▶ Written task:
Quote the essay below on tinkering at home word for word, everything from "Centuries ago it" down to "each more special.".

-- Begin Selected passage --

On a personal level, I’m one of the lucky ones — older (much), in one piece so far, reasonably healthy, housed and fed, with time on my hands to read and write.

Prompted by months of staying-at-home, however, a question from my daughter took me by surprise:

“What do you do all day?”

Tricky. We’re still locked down, sort of — I certainly have been, seemingly forever because I fit the “endangered species” demographic and my daughter and granddaughter insist on grocery-shopping for me. (I don’t dispute the demographic, but I dispute why they are shopping for me? Common sense dictates that I should be shopping for them because I’m actuarily more expendable.)

But to answer my daughter’s question, what I do all day is… tinker.

I tinker with my thoughts, my reading (frivolous to deep), the ants in my kitchen (they think it’s theirs), the cookbooks I’m newly addicted to — and the old family photos sprawled over the dining-room table since mid-April. I’m hoping to identify them for all those future generations that may not care about them at all.

More blatantly, my recreational pleasures consist in large part of gardening and watching the wild birds and bees that populate my back yard. I get a kick out of the birds frolicking in the popular equal-opportunity birdbath, and I make a point, when I can, of saving the bees that come to it for a drink and fall in. Bees float and struggle, but can’t swim their way out, though they expend huge amounts of energy trying. That perforated spoon sitting on the wall next to the birdbath is for scooping them out alive if I get there in time.

Centuries ago it seems, when I was actively and happily employed, someone asked me what I might like to do when I retired. My short and sincere answer was: “putter.” I never had time to “putter” then, and the brief time I spent at home not working I considered a form of “visiting my house.” Aside from the fact that I had a loving retired husband in that house who also was a great housekeeper, pretty good cook and mostly was a lot of fun to be with, I yearned for more time at home to just enjoy it all and slow things down a bit — not too much, because I also enjoyed my work. The contrast between hours spent at home and hours working made each more special.

Still, I yearned for the moment when I’d be living in rather than visiting my house, and that time — more of it than I expected — has certainly arrived.

As you may suspect, “puttering” is just another word for “tinkering.” Choose your nomenclature. The French writer Alphonse Daudet may not have been one of the great greats, but he wrote something I’ve hung on to: he encouraged his readers to spend more time looking at small — those much smaller creatures living all around us, when they’re not living among us. The insects. Daudet became convinced that we could learn a lot about ourselves by observing them.

I espoused the idea in principle when I first encountered it, but did nothing about it. Now that I’ve put it into practice and spend more time with ants than I could ever have imagined (big year for ants and elections, folks), I can certify that Daudet was right. Ants are more like us than you’d think. Like us, there are too many of them in all the wrong places and, like us, they have panic attacks when threatened. Try spilling vinegar in their vicinity. It’s a spectacular crowd-dispersal tool. It doesn’t so much kill as repel ants. They panic, scatter, vanish. Done.

A sizable congregation of the busybodies showed up on my kitchen counter recently, intent on divvying up a tiny crumb of banana bread. I poured a teaspoonful of vinegar on a paper napkin and lightly placed it over them, assuming it might kill a few and chase away the rest. Two hours later all the ants were gone. They either carried away their dead, if there were any, or they all panicked and scampered off, taking the crumb along with them. Either way, it was an astonishing rout.

-- End Selected passage --
-- Begin Raw records --

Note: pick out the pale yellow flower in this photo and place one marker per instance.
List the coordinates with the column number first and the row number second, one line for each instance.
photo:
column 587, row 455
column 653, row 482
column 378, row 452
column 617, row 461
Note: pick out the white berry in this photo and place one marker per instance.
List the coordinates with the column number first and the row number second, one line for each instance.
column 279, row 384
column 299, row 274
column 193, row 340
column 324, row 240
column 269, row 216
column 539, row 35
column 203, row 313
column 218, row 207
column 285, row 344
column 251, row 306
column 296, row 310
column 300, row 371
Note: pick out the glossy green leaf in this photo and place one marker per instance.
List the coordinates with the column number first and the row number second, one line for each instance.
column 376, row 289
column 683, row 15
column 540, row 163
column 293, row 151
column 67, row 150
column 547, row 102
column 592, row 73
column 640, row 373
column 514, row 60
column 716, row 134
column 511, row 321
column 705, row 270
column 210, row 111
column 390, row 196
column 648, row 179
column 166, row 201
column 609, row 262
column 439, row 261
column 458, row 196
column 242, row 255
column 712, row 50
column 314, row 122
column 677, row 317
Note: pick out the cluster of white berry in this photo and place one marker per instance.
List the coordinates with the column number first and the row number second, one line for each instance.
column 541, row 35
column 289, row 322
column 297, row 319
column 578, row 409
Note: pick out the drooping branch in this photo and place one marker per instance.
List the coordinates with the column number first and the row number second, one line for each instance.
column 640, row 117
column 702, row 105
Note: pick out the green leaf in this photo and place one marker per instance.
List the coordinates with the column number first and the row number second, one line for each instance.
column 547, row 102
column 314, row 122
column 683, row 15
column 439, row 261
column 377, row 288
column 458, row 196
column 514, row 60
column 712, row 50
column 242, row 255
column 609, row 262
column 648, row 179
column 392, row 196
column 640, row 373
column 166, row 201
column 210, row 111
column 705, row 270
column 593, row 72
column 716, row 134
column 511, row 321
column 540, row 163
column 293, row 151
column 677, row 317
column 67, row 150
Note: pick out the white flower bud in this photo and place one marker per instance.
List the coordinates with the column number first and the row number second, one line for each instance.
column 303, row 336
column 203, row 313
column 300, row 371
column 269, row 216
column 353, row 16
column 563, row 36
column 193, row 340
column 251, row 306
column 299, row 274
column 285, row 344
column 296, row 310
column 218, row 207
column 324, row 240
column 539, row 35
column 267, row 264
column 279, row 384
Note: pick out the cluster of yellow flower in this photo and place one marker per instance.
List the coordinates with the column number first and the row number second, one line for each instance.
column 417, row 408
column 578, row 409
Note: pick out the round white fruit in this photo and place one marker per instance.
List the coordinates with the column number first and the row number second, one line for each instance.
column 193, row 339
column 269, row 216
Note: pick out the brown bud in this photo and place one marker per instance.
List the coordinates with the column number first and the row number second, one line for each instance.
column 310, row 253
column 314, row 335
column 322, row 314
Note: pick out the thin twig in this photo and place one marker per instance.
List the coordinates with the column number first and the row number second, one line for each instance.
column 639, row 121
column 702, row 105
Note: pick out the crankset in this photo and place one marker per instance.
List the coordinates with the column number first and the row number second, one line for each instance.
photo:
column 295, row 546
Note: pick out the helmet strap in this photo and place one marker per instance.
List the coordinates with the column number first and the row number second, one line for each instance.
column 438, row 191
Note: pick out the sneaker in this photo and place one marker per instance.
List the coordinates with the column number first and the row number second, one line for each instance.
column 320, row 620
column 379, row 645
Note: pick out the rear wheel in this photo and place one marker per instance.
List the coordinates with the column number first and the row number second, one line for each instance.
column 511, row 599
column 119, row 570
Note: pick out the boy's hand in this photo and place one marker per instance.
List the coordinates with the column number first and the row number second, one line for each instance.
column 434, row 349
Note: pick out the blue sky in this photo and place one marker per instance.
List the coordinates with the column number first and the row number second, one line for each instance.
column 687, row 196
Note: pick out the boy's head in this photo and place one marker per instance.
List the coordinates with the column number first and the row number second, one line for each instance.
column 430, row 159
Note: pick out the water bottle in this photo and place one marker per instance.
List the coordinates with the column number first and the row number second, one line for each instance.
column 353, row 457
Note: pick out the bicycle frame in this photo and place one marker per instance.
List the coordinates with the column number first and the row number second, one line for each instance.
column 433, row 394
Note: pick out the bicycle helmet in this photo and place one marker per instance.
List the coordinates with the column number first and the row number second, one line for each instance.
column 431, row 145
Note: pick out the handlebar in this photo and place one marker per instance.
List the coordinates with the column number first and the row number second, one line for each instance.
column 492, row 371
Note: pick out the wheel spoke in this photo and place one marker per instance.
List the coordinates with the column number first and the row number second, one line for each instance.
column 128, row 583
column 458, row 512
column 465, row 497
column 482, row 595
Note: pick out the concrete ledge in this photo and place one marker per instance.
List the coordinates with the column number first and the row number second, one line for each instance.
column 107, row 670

-- End Raw records --

▶ Answer for this exercise:
Centuries ago it seems, when I was actively and happily employed, someone asked me what I might like to do when I retired. My short and sincere answer was: “putter.” I never had time to “putter” then, and the brief time I spent at home not working I considered a form of “visiting my house.” Aside from the fact that I had a loving retired husband in that house who also was a great housekeeper, pretty good cook and mostly was a lot of fun to be with, I yearned for more time at home to just enjoy it all and slow things down a bit — not too much, because I also enjoyed my work. The contrast between hours spent at home and hours working made each more special.